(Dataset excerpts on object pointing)
## START
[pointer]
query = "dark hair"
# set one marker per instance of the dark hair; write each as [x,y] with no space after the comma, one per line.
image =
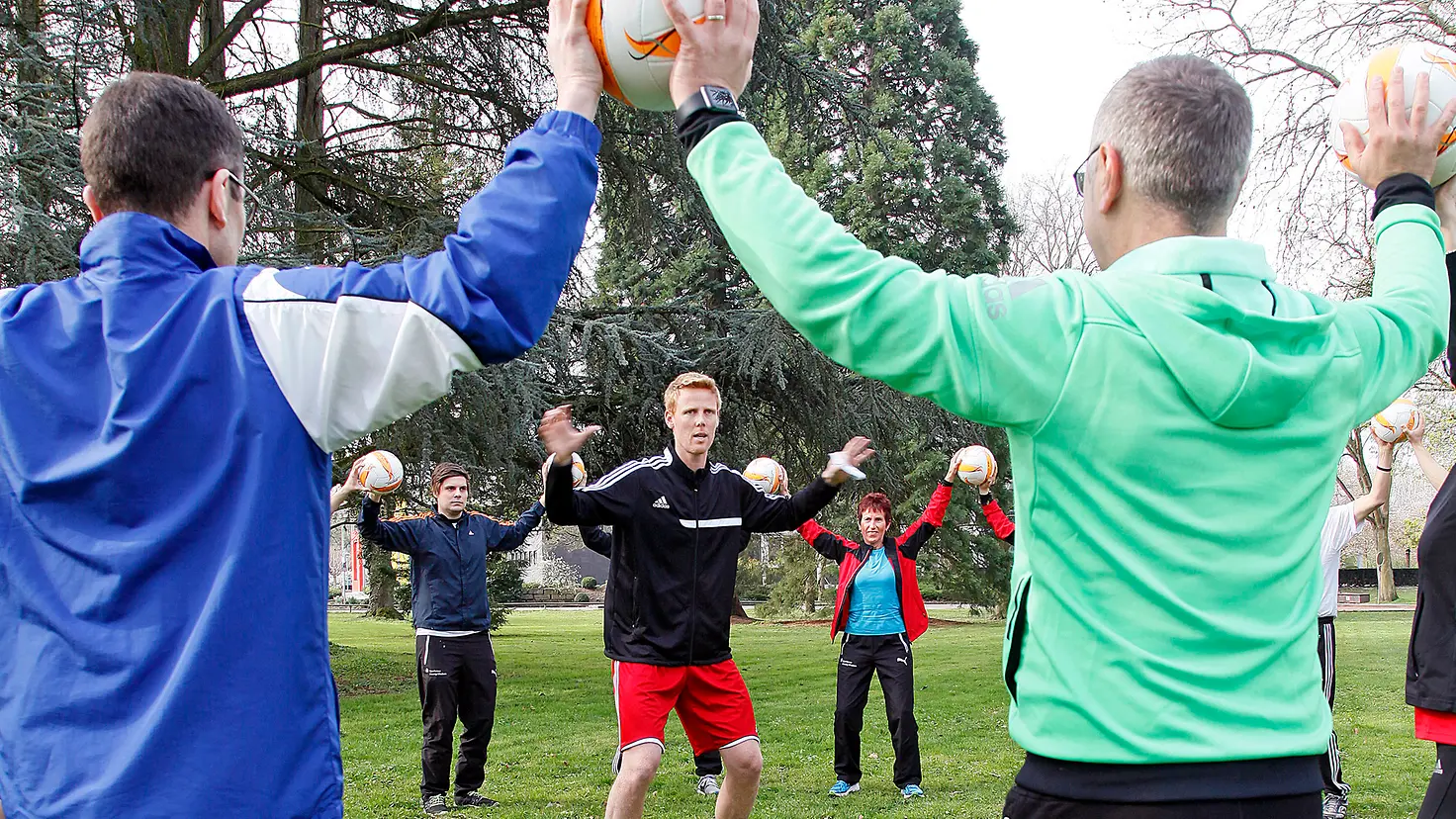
[875,501]
[1185,129]
[150,140]
[446,471]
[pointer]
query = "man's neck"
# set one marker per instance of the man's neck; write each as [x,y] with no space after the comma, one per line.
[693,462]
[1155,225]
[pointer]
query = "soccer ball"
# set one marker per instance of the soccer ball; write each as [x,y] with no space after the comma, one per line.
[1416,58]
[637,43]
[975,465]
[382,473]
[579,471]
[768,476]
[1395,421]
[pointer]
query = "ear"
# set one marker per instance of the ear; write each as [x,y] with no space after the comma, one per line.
[1110,179]
[89,197]
[218,197]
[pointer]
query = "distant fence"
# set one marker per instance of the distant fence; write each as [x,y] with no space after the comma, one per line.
[1366,578]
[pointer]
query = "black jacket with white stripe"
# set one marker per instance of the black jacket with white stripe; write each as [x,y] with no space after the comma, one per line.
[676,535]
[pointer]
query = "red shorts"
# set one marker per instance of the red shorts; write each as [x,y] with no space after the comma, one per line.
[1436,726]
[712,704]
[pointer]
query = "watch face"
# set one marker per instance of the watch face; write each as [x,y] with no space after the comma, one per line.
[721,98]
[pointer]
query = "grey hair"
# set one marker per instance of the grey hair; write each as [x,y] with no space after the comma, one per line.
[1185,129]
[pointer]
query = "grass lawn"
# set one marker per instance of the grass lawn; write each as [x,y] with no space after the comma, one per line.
[555,729]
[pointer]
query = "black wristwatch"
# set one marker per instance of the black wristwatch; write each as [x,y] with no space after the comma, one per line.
[708,98]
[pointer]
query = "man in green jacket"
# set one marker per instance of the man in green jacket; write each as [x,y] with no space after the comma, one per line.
[1159,646]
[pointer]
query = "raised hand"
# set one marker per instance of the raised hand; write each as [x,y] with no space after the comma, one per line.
[561,437]
[716,48]
[956,464]
[573,58]
[1397,143]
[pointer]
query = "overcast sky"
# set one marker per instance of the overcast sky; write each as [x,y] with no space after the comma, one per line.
[1048,63]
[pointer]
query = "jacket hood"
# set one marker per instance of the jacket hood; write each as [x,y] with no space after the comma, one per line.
[1243,365]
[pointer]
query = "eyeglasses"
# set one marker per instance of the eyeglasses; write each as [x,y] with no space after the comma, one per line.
[1079,177]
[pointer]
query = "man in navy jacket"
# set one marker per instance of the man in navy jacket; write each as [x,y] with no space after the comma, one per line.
[455,662]
[166,424]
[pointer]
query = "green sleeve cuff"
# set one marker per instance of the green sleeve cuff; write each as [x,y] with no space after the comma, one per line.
[1409,213]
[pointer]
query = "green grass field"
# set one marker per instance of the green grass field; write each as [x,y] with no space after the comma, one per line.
[555,729]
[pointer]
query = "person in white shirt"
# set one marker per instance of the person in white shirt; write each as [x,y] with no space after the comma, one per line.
[1341,525]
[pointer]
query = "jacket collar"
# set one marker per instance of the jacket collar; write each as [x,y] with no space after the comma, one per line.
[1193,255]
[447,522]
[140,242]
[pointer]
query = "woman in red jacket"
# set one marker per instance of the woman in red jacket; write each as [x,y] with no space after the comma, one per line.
[879,609]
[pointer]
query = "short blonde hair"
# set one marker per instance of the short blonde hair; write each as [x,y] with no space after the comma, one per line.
[688,381]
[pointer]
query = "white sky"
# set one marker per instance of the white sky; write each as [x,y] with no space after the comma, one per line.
[1048,63]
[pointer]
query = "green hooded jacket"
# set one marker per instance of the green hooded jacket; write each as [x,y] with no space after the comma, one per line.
[1174,450]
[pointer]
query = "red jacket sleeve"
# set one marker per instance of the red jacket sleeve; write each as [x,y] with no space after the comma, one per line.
[921,531]
[1002,525]
[823,541]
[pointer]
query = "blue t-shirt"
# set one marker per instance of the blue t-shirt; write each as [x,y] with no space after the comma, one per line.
[873,608]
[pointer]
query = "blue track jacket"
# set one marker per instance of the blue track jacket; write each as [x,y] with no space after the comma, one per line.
[447,576]
[165,437]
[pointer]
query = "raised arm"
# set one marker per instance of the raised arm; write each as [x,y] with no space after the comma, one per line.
[1379,493]
[514,535]
[986,348]
[774,513]
[395,536]
[597,539]
[1433,471]
[919,532]
[1403,326]
[609,500]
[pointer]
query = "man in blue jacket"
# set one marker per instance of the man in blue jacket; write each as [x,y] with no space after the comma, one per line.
[455,664]
[166,420]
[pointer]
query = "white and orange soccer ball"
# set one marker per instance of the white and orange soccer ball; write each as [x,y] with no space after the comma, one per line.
[637,44]
[382,473]
[1415,58]
[579,471]
[768,476]
[975,465]
[1392,422]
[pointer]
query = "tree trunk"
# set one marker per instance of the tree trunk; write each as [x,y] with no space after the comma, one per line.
[739,609]
[1379,522]
[33,191]
[309,133]
[1385,573]
[162,36]
[382,582]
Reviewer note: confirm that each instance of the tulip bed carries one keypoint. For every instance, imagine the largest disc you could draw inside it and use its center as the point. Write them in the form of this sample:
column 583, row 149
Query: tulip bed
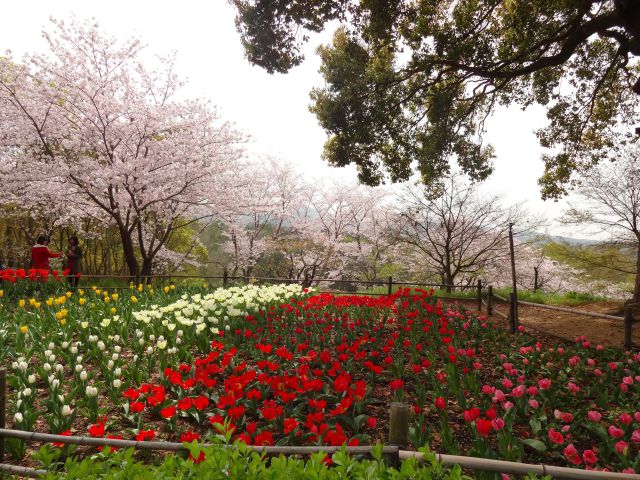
column 279, row 366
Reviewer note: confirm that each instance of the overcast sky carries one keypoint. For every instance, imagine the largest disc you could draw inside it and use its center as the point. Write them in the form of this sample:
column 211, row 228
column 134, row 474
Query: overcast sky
column 272, row 109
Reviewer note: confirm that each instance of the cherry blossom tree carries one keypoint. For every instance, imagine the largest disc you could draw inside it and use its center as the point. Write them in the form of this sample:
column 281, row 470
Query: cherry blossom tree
column 90, row 129
column 455, row 233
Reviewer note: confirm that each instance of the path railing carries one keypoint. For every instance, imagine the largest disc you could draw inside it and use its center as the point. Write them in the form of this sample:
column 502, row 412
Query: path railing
column 490, row 299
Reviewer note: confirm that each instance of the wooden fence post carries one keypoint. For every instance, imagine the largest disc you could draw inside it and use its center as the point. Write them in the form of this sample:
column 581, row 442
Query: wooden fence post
column 628, row 326
column 489, row 300
column 398, row 429
column 512, row 314
column 3, row 408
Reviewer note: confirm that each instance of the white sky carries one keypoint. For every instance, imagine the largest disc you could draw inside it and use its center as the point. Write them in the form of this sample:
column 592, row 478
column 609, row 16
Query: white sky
column 272, row 109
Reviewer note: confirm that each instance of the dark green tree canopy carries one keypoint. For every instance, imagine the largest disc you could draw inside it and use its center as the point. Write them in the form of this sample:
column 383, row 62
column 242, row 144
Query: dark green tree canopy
column 410, row 83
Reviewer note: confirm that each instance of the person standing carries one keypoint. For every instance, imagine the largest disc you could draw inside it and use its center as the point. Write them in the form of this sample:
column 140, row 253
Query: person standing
column 40, row 254
column 74, row 254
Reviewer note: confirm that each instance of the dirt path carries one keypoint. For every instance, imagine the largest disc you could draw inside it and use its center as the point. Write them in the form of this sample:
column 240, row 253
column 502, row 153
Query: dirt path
column 571, row 325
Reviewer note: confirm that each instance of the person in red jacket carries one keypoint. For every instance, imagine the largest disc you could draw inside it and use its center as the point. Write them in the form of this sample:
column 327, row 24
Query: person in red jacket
column 40, row 254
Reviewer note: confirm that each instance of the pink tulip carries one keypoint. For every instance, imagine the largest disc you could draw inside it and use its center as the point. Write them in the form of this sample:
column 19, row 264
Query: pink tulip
column 518, row 392
column 506, row 383
column 615, row 432
column 488, row 390
column 573, row 388
column 589, row 457
column 497, row 424
column 572, row 455
column 544, row 384
column 625, row 418
column 594, row 416
column 622, row 447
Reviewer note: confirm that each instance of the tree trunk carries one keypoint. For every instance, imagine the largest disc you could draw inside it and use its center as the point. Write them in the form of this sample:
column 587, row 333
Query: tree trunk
column 636, row 288
column 129, row 252
column 147, row 269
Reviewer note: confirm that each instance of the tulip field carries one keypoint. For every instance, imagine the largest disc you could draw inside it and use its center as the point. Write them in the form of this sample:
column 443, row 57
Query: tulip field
column 279, row 365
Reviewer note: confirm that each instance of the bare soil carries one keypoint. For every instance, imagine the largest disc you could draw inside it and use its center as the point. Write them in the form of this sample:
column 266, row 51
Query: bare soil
column 572, row 325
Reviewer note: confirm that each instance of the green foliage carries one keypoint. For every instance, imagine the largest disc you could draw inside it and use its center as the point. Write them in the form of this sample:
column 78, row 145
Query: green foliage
column 240, row 461
column 414, row 81
column 606, row 262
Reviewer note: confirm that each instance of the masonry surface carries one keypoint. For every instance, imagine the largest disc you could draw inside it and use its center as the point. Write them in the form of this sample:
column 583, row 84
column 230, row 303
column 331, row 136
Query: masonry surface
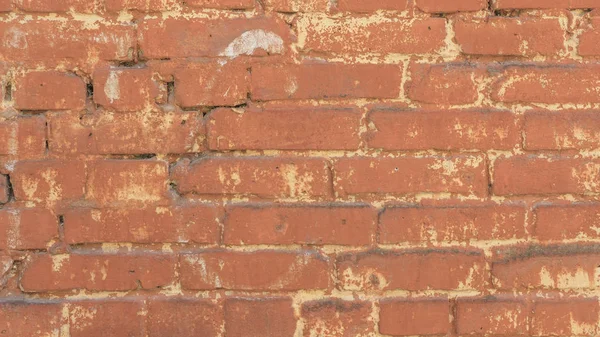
column 299, row 168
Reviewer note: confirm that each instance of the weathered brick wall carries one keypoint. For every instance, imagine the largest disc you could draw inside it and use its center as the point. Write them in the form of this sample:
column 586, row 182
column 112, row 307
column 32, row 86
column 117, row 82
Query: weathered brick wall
column 175, row 168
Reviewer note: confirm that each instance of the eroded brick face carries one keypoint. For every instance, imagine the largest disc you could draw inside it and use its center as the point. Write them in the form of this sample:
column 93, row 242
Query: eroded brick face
column 299, row 168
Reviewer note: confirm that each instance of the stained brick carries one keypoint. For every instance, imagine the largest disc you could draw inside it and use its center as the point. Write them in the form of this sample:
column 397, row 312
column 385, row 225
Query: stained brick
column 257, row 271
column 286, row 129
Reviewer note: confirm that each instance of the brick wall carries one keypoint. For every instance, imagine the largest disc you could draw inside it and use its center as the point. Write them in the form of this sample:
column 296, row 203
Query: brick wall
column 299, row 168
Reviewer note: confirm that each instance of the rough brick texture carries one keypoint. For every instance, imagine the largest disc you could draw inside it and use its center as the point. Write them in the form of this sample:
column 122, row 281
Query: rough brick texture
column 299, row 168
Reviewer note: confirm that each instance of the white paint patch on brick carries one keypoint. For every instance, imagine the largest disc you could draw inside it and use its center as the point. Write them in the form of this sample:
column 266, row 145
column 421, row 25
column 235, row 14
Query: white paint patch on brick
column 251, row 40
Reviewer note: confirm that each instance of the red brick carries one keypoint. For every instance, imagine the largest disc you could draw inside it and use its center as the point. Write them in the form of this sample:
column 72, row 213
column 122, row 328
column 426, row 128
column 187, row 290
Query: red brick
column 221, row 4
column 5, row 5
column 463, row 174
column 183, row 317
column 125, row 89
column 259, row 317
column 49, row 90
column 23, row 138
column 548, row 130
column 123, row 182
column 413, row 130
column 356, row 36
column 292, row 6
column 125, row 133
column 566, row 222
column 255, row 176
column 27, row 228
column 445, row 84
column 298, row 224
column 452, row 223
column 546, row 267
column 174, row 38
column 324, row 81
column 412, row 270
column 140, row 5
column 436, row 6
column 491, row 316
column 57, row 40
column 548, row 83
column 122, row 318
column 365, row 6
column 545, row 4
column 211, row 84
column 181, row 224
column 566, row 317
column 258, row 271
column 523, row 175
column 4, row 193
column 589, row 40
column 48, row 181
column 30, row 319
column 6, row 264
column 98, row 272
column 510, row 36
column 427, row 316
column 55, row 6
column 285, row 129
column 334, row 317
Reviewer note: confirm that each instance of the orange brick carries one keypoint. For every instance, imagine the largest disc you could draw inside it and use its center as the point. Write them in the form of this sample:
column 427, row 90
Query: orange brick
column 49, row 41
column 566, row 222
column 27, row 228
column 181, row 224
column 548, row 83
column 259, row 317
column 55, row 6
column 529, row 175
column 371, row 6
column 286, row 129
column 30, row 318
column 23, row 138
column 549, row 130
column 352, row 35
column 115, row 318
column 211, row 84
column 71, row 133
column 254, row 176
column 569, row 316
column 400, row 129
column 429, row 316
column 335, row 317
column 183, row 316
column 510, row 36
column 491, row 316
column 412, row 270
column 49, row 90
column 589, row 41
column 175, row 38
column 444, row 84
column 259, row 271
column 452, row 223
column 125, row 89
column 48, row 181
column 462, row 174
column 545, row 267
column 140, row 5
column 222, row 4
column 126, row 182
column 544, row 4
column 322, row 81
column 98, row 272
column 435, row 6
column 297, row 224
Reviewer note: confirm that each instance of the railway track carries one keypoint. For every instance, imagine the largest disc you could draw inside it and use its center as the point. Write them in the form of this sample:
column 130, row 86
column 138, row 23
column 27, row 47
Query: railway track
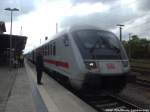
column 109, row 102
column 142, row 70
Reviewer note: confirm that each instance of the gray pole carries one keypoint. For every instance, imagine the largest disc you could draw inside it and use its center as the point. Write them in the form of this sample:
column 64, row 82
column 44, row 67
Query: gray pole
column 56, row 27
column 11, row 11
column 129, row 46
column 120, row 28
column 10, row 40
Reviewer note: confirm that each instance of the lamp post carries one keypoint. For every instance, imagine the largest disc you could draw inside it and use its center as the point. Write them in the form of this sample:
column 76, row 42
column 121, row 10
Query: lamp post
column 120, row 27
column 11, row 12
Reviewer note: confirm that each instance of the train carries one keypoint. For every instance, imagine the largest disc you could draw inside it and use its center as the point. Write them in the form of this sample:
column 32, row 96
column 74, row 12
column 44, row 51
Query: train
column 87, row 56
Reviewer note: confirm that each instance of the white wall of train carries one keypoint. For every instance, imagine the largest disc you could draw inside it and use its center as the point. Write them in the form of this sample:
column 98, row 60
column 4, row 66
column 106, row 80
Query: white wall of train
column 86, row 55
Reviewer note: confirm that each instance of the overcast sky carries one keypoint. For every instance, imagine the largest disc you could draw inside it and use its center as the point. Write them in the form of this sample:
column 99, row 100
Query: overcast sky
column 38, row 17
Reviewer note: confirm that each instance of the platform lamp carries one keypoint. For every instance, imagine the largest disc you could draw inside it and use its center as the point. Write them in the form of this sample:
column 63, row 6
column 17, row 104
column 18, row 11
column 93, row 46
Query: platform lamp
column 11, row 12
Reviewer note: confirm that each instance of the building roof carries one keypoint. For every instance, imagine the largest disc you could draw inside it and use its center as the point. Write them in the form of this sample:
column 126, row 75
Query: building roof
column 18, row 42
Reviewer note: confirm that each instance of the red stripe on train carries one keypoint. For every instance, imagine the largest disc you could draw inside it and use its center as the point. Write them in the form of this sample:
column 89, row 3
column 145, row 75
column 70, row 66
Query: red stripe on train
column 58, row 63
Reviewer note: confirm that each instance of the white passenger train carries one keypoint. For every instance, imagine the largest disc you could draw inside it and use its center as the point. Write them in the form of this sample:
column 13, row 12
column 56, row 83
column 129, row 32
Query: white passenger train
column 87, row 56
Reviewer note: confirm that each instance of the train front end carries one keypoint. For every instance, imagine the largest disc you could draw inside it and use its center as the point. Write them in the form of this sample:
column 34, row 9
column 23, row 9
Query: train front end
column 104, row 57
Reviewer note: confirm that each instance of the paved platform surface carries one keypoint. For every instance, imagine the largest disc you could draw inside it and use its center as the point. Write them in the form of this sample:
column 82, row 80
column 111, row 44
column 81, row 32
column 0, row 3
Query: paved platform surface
column 7, row 80
column 56, row 97
column 21, row 99
column 20, row 93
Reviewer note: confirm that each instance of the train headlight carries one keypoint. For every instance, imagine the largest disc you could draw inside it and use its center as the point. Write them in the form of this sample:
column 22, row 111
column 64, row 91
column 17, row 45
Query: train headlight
column 90, row 64
column 125, row 63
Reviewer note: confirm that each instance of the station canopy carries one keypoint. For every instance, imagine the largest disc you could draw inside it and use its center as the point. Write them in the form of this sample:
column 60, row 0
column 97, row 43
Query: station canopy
column 18, row 42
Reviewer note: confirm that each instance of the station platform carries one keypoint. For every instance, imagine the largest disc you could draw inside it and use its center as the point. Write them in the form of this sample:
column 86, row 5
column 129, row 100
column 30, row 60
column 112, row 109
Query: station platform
column 24, row 95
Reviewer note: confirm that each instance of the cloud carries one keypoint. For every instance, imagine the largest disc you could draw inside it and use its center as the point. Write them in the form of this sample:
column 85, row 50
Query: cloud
column 143, row 5
column 24, row 6
column 106, row 19
column 75, row 2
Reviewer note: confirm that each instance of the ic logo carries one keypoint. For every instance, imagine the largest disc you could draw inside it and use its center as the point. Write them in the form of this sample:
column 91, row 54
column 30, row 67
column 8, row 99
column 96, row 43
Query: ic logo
column 110, row 66
column 66, row 41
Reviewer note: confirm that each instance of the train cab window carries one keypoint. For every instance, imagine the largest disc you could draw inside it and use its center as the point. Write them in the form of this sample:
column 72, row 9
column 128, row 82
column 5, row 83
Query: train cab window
column 45, row 50
column 66, row 40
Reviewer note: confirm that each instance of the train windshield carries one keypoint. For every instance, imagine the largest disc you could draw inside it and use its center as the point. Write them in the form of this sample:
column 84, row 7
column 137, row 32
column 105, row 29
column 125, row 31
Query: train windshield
column 99, row 44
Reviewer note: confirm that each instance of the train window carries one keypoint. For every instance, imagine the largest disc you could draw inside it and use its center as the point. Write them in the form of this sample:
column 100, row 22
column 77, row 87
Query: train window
column 48, row 49
column 45, row 51
column 54, row 49
column 51, row 49
column 66, row 40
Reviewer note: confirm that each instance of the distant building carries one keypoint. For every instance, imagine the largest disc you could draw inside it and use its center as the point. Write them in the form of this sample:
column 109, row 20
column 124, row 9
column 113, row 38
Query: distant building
column 2, row 27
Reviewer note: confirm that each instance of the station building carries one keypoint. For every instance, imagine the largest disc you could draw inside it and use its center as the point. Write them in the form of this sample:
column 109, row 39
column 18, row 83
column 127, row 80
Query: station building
column 17, row 45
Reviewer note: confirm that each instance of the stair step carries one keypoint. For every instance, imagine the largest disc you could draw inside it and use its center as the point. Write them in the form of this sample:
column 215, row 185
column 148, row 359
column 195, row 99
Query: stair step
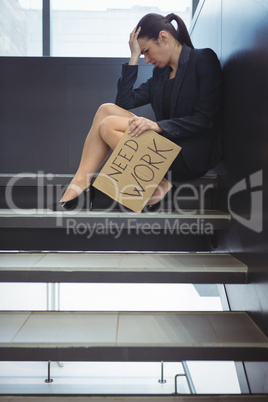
column 165, row 398
column 136, row 336
column 122, row 267
column 39, row 190
column 45, row 218
column 37, row 229
column 41, row 179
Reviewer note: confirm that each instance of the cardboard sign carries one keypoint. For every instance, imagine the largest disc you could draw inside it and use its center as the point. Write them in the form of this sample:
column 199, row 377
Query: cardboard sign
column 135, row 168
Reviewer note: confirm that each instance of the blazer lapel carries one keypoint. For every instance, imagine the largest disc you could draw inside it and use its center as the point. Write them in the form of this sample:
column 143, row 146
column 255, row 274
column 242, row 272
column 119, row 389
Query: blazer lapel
column 159, row 90
column 182, row 67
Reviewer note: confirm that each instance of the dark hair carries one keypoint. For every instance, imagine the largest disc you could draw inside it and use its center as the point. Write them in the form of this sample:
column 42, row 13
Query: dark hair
column 151, row 24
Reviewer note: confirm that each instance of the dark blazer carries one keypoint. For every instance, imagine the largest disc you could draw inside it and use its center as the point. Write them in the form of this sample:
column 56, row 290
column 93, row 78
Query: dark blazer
column 194, row 105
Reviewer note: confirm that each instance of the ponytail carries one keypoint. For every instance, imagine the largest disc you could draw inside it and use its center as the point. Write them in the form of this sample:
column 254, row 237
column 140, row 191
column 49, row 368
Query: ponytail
column 182, row 34
column 152, row 24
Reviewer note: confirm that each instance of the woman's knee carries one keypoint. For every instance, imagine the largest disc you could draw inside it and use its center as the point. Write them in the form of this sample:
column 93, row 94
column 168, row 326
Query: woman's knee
column 105, row 110
column 112, row 127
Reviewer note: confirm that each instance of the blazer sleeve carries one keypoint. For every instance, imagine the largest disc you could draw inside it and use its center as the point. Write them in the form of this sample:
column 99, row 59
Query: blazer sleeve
column 207, row 106
column 127, row 97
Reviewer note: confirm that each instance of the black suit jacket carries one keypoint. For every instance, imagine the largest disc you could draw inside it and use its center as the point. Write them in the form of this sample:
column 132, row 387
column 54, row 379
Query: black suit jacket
column 195, row 104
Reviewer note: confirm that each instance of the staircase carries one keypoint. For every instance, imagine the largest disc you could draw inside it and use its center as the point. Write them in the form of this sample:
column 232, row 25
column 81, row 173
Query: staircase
column 40, row 245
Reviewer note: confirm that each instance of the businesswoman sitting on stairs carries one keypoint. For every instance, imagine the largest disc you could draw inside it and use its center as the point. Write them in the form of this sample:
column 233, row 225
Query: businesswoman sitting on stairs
column 185, row 94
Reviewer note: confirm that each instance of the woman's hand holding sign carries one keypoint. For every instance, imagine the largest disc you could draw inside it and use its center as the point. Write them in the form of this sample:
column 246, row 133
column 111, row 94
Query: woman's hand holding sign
column 139, row 125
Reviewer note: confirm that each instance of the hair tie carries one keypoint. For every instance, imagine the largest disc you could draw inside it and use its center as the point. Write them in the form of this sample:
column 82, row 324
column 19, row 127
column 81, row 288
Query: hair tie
column 170, row 17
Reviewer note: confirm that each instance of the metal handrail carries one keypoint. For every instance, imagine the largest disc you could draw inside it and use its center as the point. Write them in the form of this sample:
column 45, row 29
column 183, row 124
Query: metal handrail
column 188, row 377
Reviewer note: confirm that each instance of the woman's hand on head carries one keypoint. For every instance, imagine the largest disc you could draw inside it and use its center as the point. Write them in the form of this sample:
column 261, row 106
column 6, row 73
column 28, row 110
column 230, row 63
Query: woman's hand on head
column 134, row 46
column 139, row 125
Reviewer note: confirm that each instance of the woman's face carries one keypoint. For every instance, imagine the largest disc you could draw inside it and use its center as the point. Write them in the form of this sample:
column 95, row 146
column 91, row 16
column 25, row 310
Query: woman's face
column 154, row 52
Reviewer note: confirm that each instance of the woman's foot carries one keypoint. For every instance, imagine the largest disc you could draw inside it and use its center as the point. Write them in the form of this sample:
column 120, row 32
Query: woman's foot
column 75, row 188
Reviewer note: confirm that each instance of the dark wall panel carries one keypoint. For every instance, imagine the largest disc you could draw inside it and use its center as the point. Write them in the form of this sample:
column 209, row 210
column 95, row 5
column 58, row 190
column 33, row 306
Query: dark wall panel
column 47, row 106
column 243, row 52
column 34, row 115
column 206, row 21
## END
» Stated task
Write out exactly the final stretch of the records: the line containing "Reviewer note: confirm that each instance of the woman's face" and every line after it, through the last, and nothing else.

» Task answer
Reviewer note: confirm that each instance of the woman's face carries one keypoint. For every instance, imagine the largest disc you could draw inside it and use its center as the point. Write them in the form of this sample:
column 95, row 146
column 91, row 16
column 25, row 310
Query: woman's face
column 154, row 52
Reviewer note: confirm that each instance of the woman's foot carries one keypoint. For every instance, imagine the largest disc you could draw inside it and use its center as the point. Write them in the form of this sample:
column 120, row 32
Query: woman's foot
column 75, row 188
Reviewer note: confirm that each instance of the dark wall panel carries one keypoint. For every instance, imagine the largest disc you could draw inside it and use its center as the point. Write them in the form of this sample:
column 209, row 210
column 95, row 5
column 58, row 190
column 33, row 306
Query: dark wall panel
column 47, row 106
column 243, row 52
column 34, row 115
column 206, row 21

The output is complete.